⟨

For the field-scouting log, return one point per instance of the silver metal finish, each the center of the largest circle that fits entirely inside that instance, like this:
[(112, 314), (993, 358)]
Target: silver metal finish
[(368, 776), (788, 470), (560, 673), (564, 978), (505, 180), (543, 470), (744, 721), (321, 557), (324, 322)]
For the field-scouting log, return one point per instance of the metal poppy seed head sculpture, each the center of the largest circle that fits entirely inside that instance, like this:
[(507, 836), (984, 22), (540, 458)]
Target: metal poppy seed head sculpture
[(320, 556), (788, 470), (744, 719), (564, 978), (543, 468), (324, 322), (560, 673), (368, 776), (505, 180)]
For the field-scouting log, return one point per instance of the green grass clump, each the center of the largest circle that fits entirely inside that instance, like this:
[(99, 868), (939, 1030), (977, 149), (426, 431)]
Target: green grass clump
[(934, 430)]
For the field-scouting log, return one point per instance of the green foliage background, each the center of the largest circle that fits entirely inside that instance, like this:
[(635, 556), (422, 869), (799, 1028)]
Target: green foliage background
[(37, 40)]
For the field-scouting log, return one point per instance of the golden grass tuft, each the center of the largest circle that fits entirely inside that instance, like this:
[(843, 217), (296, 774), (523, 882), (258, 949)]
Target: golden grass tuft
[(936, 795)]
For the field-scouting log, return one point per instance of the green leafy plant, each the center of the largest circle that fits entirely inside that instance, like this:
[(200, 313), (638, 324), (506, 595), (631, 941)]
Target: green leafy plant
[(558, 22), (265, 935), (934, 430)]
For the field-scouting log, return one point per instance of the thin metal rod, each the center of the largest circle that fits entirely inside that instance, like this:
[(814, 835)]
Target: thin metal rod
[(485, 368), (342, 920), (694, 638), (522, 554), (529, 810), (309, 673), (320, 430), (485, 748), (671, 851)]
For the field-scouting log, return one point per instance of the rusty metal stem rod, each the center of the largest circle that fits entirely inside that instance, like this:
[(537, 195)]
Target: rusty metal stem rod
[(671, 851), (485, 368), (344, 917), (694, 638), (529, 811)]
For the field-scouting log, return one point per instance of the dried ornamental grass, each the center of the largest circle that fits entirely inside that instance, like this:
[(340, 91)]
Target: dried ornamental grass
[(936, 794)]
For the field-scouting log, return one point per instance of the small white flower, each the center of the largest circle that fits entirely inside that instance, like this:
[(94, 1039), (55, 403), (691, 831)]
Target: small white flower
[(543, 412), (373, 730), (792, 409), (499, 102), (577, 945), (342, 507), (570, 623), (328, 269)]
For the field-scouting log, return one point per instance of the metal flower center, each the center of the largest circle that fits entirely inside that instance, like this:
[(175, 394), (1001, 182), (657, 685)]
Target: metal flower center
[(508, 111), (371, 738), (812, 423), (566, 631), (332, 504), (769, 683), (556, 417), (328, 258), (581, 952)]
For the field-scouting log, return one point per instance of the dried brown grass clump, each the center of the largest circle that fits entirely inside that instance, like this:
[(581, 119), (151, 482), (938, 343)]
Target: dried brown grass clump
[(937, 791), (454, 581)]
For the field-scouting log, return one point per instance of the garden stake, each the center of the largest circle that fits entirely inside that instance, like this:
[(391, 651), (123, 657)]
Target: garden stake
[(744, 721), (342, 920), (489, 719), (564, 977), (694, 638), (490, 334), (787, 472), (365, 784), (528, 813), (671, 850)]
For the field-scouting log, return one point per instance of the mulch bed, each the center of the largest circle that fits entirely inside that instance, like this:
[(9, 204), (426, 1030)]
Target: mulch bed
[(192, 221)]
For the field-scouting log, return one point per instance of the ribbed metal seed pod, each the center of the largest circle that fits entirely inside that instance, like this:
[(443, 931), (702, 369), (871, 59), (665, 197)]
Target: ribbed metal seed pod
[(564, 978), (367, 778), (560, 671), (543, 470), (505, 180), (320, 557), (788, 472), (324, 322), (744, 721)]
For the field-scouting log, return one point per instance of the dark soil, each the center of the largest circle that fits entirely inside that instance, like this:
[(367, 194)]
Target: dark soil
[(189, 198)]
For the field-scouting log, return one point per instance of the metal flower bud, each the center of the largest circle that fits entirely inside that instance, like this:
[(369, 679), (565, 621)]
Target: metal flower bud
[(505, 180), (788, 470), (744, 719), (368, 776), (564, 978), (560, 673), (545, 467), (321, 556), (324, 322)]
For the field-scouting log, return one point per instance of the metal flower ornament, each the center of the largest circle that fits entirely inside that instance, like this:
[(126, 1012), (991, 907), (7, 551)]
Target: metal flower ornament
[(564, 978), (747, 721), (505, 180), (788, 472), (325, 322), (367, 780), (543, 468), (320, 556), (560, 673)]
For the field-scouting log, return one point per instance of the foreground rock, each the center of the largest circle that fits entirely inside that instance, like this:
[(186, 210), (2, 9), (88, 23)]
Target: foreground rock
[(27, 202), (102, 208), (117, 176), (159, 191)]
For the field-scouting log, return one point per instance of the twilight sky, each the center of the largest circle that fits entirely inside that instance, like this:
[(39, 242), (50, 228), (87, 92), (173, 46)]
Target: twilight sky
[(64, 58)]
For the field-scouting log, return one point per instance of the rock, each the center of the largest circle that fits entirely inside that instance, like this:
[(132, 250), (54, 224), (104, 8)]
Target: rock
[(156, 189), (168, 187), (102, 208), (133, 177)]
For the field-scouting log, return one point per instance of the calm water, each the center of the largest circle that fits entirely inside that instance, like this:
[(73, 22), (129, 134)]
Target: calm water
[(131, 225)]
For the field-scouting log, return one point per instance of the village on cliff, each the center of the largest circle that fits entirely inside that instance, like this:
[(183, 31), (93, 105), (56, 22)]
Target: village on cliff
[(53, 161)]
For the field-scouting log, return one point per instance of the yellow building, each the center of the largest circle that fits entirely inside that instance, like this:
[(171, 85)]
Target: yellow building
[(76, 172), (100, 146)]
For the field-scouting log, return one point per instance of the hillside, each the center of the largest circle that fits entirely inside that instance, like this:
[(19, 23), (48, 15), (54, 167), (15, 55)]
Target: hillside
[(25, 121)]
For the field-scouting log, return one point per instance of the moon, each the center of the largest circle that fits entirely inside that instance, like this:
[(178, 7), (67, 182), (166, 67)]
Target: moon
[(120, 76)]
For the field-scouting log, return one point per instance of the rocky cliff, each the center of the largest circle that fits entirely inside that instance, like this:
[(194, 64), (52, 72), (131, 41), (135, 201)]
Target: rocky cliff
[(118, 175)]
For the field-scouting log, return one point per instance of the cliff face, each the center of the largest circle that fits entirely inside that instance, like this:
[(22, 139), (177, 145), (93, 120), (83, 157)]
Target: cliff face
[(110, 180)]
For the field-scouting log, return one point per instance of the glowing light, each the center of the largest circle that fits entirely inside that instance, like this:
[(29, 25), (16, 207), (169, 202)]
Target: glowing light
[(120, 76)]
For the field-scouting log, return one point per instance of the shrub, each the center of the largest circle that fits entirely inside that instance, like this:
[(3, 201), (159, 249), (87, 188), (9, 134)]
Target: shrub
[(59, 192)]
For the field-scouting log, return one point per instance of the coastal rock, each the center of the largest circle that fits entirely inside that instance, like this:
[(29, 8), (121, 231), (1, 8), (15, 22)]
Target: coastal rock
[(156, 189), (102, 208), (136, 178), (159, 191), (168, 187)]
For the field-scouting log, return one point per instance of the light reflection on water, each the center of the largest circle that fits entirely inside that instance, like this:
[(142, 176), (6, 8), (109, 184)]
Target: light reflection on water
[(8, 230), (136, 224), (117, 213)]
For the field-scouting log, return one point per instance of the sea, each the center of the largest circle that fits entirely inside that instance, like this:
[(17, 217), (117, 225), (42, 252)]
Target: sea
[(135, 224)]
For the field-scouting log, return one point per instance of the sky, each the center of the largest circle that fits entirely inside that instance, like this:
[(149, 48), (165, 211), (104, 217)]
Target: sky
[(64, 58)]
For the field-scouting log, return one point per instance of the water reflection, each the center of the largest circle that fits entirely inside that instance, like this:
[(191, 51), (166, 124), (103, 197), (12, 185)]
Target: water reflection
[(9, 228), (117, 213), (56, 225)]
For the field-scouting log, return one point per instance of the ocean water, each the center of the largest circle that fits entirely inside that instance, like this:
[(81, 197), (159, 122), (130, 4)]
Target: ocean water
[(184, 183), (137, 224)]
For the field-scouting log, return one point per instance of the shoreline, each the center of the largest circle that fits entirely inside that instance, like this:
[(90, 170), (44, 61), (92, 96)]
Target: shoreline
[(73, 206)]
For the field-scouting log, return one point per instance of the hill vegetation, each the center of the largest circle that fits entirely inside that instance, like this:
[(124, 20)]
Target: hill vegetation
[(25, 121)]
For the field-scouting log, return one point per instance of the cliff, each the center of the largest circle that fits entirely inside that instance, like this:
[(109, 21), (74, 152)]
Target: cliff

⟩

--- Exercise task ---
Recast the material as a JSON list of strings, one string per line and no blank lines, starting from the line containing "the shoreline, each" and continuing through the end of the material, with both ends included.

--- Answer to this exercise ---
[
  "For the field-scouting log, return one point per instance of the shoreline, each the center of the largest circle that fits entirely inside that instance, like this:",
  "[(90, 170), (44, 61), (92, 96)]",
  "Target: shoreline",
  "[(73, 206)]",
  "For the field-scouting log, return one point per instance of the hill vegetation, each the center of the largest circle that fits entirely inside that instance, like this:",
  "[(124, 20)]",
  "Target: hill vegetation",
  "[(25, 121)]",
  "For the field-scouting log, return one point per instance of the cliff, each the center of the largest circle that fits entirely inside that instance, like this:",
  "[(109, 21), (74, 152)]",
  "Target: cliff"
]